Which lines in the data contain the word "touching"? Please copy each of them.

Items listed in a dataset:
####
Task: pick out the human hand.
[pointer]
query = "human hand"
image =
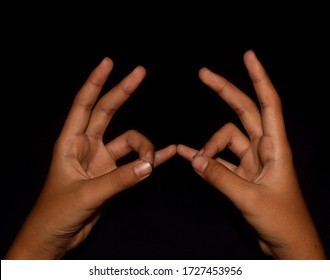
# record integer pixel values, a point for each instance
(83, 174)
(264, 186)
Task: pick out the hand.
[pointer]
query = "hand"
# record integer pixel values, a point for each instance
(264, 185)
(83, 174)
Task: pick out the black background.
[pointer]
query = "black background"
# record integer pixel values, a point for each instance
(173, 214)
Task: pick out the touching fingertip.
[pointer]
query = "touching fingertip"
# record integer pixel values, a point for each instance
(200, 163)
(142, 169)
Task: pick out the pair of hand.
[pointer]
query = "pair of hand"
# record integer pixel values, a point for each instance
(83, 174)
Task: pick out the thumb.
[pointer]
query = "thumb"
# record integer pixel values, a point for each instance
(230, 184)
(104, 187)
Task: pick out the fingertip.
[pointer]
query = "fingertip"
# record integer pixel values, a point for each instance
(249, 55)
(141, 70)
(142, 169)
(200, 163)
(203, 71)
(106, 61)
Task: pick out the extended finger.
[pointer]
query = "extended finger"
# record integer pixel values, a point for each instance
(244, 106)
(111, 102)
(272, 117)
(100, 189)
(97, 191)
(229, 136)
(236, 188)
(79, 115)
(164, 154)
(131, 140)
(189, 153)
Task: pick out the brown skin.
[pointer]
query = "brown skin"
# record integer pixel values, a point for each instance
####
→ **Answer to this problem**:
Task: pick out the touching fingertip.
query = "touching fingertip"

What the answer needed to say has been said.